> [Goal of the exercise]
Please list each of the separate contracts that the MacLaren Hall article below says the work is being done on.
Selected extract Block Start
- Los Angeles Times, November 6, 1960: "The county purchased this," he added, "for the simple reason that there is no other place where the county could get this much bed space at so cheap a price." Most of the buildings were not up to code standards. Disterdick said the kitchen will have to be completely remodeled. The work is being done on three separate contracts as follows: Landscaping and developing of existing buildings to meet the needs of 148 wards and 100 staff employees. Installing perimeter security measures, which include flood lights and a 14 foot chain link fence, topped by five feet of wire mesh. Drilling an additional water well, and linking the facility's underground water system to the municipal water network of El Monte. The latter two commitments are completed. Among new features will be a small courtroom in one wing which will make it unnecessary for authorities to transport a child to Los Angeles for hearings, and a library. "MacLaren Hall is actually expected to enhance property values in the surrounding neighborhoods," said Kenny Kirkpatrick, director of all juvenile facilities in the county. He said homes in a new tract which recently sprang up across from the hall, are selling for $16,000. "The county is always concerned with this aspect of the operation," said Kirkpatrick. "But so far, in every instance, a facility such as this has always increased values." - Gould, Charles. (1960, November 6). New MacLaren Hall to House Juvenile Wards: Sister Kenny Polio Hospital Being Converted by Probation Department.
Selected extract Block End
Extracted material Block Start
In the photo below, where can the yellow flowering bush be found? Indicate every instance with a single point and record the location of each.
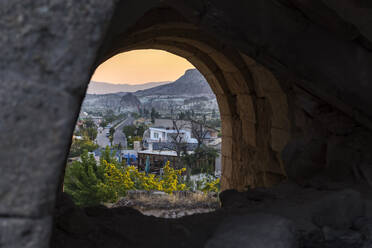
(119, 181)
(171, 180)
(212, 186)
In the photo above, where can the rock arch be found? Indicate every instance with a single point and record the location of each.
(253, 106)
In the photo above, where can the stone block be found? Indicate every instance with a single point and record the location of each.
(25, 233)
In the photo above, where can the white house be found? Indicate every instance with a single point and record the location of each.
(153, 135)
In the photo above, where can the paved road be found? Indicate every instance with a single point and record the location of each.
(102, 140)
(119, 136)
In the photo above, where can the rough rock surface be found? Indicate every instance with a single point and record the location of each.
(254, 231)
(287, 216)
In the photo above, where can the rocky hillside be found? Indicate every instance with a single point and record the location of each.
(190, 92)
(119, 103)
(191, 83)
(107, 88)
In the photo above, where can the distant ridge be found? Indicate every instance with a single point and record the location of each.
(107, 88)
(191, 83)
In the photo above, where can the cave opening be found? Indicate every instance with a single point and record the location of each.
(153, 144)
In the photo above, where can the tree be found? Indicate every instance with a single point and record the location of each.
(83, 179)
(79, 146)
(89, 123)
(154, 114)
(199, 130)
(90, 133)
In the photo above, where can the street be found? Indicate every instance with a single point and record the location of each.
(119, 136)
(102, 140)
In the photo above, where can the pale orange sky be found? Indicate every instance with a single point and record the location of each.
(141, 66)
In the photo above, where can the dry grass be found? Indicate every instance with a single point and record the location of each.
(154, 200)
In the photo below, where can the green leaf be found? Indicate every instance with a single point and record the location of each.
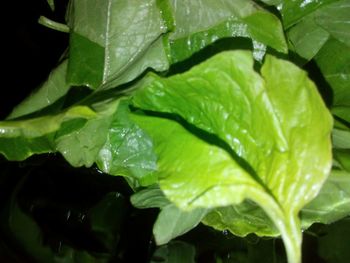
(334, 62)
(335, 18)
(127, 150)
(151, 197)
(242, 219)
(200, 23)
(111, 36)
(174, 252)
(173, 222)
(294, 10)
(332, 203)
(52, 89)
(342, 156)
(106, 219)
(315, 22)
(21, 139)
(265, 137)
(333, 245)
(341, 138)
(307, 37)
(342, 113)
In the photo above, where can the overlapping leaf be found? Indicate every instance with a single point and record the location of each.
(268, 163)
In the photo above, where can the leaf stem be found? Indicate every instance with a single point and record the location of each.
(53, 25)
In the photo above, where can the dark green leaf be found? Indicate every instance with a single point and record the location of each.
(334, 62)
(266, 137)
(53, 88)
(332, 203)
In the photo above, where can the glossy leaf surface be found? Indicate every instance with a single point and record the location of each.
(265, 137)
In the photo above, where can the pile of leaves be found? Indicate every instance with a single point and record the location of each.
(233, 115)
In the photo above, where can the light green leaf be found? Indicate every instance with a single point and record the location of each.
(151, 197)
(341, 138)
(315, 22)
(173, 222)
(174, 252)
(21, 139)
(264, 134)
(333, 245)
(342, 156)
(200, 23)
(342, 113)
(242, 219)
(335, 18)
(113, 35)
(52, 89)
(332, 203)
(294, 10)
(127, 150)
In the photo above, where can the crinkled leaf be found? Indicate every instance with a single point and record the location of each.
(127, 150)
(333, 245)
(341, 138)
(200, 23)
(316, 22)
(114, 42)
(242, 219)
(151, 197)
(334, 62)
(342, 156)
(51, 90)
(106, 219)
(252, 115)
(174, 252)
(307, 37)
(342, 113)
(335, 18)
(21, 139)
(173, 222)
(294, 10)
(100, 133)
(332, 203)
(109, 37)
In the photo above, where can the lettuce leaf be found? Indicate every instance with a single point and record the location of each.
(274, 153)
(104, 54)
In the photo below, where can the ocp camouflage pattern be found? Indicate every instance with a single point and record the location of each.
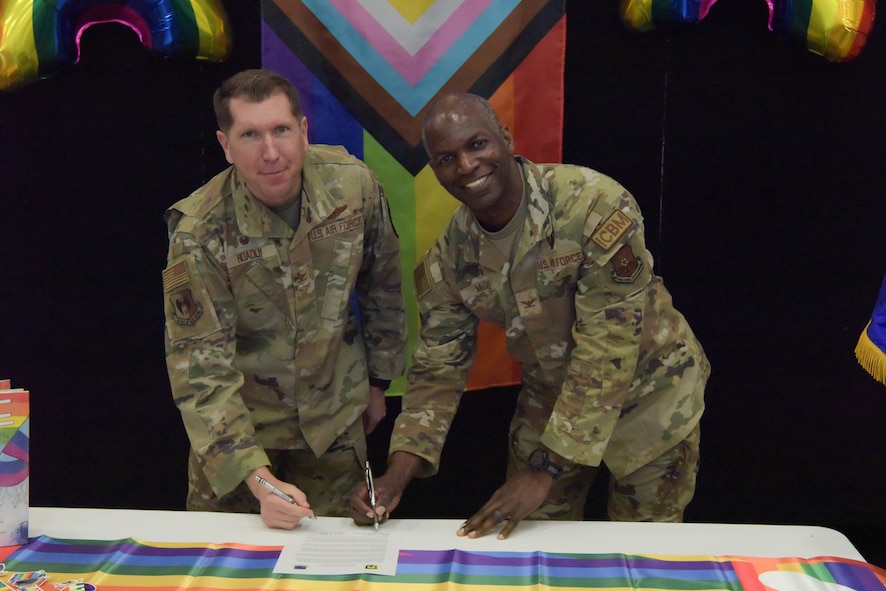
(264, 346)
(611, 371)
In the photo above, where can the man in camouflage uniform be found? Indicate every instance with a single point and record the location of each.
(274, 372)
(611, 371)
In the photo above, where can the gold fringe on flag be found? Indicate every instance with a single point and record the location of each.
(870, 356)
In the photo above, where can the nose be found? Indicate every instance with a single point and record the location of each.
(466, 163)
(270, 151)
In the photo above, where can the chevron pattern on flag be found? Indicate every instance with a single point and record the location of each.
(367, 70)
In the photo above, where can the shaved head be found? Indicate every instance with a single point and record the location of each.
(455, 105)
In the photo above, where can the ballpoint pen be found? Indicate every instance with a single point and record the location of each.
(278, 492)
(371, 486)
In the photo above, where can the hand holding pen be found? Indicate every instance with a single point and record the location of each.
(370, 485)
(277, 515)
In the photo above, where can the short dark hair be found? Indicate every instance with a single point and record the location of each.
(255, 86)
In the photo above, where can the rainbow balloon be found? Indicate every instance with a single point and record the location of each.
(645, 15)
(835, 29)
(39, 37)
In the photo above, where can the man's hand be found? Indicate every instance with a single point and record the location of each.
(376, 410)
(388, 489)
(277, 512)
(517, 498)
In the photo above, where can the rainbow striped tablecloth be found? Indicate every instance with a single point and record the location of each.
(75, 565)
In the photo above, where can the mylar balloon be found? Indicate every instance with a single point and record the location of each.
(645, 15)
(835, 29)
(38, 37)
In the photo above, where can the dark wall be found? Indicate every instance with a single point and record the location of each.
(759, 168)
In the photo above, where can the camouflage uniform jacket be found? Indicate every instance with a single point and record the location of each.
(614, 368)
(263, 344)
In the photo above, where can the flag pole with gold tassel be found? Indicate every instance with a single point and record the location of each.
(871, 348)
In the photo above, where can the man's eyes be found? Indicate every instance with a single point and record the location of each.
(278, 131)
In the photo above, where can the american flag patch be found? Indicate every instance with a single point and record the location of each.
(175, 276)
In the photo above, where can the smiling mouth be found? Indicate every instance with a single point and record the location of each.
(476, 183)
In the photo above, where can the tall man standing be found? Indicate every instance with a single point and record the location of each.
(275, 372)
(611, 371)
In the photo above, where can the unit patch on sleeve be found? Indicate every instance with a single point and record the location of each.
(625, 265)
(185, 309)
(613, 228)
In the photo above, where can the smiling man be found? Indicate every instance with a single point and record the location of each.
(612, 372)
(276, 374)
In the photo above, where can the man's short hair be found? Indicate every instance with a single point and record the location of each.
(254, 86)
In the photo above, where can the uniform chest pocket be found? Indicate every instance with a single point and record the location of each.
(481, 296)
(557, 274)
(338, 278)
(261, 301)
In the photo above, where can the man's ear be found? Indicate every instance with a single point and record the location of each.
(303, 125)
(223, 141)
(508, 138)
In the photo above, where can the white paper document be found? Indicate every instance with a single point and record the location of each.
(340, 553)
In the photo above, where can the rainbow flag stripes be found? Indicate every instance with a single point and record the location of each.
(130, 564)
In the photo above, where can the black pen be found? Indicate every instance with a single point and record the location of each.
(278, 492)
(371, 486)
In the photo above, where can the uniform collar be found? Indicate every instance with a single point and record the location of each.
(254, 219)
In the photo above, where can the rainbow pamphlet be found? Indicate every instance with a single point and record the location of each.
Extracted material Block End
Extracted material Block Start
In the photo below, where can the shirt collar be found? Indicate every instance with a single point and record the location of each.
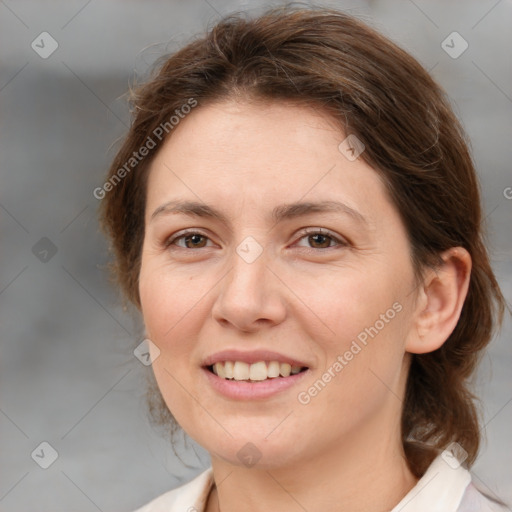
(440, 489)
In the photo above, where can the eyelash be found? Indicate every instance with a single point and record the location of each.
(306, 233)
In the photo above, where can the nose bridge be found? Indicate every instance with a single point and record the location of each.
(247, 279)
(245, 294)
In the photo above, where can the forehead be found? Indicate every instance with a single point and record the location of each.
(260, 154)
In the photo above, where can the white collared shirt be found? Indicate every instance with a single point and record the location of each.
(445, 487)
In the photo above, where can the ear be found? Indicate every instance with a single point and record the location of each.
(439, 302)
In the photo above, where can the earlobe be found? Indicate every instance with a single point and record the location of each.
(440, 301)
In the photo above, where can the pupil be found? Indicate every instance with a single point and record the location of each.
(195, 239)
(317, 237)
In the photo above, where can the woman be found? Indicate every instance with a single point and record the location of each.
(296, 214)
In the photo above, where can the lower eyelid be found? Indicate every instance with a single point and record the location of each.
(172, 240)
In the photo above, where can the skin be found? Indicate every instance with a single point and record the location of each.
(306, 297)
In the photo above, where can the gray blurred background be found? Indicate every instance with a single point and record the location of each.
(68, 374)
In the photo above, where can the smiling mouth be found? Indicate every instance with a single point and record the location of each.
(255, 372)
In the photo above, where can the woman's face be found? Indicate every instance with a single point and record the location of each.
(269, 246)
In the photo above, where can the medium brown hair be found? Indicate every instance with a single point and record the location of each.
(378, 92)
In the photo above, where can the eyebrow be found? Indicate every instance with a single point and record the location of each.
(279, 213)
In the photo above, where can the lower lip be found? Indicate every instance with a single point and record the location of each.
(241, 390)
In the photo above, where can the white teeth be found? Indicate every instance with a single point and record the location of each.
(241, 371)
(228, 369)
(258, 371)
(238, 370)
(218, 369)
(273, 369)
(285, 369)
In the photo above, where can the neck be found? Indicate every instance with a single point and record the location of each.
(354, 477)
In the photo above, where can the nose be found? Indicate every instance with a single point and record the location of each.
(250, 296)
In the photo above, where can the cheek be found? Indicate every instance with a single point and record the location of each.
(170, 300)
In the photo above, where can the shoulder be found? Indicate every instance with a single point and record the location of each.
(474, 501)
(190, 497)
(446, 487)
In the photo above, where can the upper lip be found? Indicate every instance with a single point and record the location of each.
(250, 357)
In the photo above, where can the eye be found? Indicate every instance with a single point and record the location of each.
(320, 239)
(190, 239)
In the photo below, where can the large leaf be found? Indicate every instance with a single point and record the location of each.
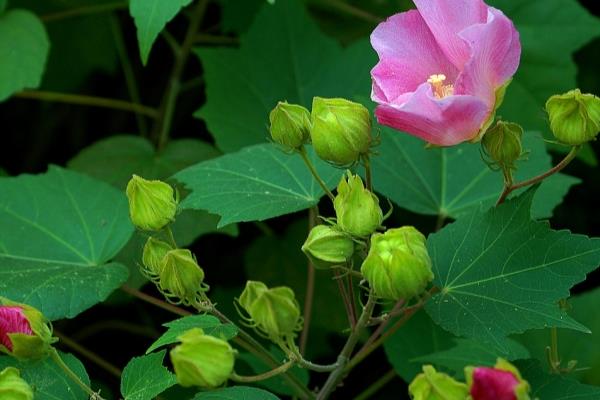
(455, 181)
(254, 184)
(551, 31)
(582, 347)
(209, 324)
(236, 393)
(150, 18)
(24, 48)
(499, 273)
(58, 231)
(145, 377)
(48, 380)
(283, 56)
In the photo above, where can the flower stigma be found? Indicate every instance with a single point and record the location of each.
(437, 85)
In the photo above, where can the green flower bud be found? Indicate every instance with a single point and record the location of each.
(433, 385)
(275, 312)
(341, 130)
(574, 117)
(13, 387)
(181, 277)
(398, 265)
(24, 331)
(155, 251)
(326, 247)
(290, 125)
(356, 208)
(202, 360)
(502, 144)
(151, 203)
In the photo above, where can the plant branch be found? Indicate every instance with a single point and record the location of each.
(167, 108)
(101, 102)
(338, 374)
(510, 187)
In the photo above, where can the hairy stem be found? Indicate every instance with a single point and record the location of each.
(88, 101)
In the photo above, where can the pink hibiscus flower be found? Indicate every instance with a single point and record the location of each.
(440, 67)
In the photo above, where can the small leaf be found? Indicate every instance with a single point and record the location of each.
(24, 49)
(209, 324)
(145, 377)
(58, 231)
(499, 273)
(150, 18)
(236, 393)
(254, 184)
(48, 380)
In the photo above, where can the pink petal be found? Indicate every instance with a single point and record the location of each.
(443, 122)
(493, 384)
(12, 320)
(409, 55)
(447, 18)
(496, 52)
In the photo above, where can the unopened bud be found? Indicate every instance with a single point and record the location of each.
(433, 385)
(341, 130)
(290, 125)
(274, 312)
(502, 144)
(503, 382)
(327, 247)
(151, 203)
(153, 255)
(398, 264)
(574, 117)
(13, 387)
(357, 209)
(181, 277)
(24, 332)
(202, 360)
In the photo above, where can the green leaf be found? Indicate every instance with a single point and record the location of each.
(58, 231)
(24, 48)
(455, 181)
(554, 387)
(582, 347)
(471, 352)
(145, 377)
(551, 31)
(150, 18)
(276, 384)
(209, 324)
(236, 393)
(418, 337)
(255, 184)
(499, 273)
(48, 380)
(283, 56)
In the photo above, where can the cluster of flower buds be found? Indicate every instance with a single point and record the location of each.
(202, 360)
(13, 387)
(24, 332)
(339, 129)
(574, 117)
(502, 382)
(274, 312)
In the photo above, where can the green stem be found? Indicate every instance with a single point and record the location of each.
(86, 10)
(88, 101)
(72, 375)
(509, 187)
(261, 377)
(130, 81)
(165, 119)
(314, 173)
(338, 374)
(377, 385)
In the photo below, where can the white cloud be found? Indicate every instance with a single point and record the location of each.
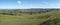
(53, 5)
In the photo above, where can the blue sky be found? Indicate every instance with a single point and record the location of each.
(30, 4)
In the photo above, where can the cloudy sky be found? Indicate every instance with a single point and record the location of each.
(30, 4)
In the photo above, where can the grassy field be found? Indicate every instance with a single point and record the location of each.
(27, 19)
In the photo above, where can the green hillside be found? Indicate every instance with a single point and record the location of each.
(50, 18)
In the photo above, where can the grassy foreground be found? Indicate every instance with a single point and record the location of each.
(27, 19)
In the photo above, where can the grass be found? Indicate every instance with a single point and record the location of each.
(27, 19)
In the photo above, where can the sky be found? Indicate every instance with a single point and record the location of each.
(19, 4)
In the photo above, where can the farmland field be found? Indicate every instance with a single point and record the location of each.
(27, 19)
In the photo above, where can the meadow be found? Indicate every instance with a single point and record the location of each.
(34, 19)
Extracted material Block End
Extracted material Block Start
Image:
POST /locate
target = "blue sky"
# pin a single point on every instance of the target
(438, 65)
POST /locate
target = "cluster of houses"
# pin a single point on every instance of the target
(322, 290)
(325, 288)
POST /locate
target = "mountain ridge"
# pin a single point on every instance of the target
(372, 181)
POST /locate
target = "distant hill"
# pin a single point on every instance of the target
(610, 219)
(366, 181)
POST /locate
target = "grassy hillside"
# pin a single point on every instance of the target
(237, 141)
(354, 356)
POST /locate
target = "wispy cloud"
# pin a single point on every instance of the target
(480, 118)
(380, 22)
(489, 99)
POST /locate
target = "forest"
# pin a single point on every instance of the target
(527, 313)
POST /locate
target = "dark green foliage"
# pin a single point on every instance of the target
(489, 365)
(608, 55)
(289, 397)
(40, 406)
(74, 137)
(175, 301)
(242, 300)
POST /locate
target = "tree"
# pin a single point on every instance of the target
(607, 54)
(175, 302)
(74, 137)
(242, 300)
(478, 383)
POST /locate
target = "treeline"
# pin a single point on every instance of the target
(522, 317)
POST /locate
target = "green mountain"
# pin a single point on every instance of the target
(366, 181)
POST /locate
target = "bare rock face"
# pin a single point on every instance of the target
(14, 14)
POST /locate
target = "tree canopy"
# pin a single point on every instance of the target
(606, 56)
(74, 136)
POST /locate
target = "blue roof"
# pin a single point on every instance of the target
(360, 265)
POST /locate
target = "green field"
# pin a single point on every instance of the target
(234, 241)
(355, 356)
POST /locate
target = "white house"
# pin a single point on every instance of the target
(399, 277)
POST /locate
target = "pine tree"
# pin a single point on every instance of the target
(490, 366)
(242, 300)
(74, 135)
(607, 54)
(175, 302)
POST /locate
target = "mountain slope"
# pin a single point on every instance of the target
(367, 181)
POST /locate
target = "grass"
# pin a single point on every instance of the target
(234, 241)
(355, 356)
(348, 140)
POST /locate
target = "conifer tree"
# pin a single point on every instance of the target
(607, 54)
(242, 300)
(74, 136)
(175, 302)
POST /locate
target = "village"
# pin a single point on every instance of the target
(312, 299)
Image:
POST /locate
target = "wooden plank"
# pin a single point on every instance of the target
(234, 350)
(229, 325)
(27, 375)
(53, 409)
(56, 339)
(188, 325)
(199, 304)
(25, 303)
Extracted material Block End
> [Written response]
- Landscaping and developing of existing buildings to meet the needs of 148 wards and 100 staff employees
- Installing perimeter security measures, which include flood lights and a 14 foot chain link fence, topped by five feet of wire mesh
- Drilling an additional water well, and linking the facility's underground water system to the municipal water network of El Monte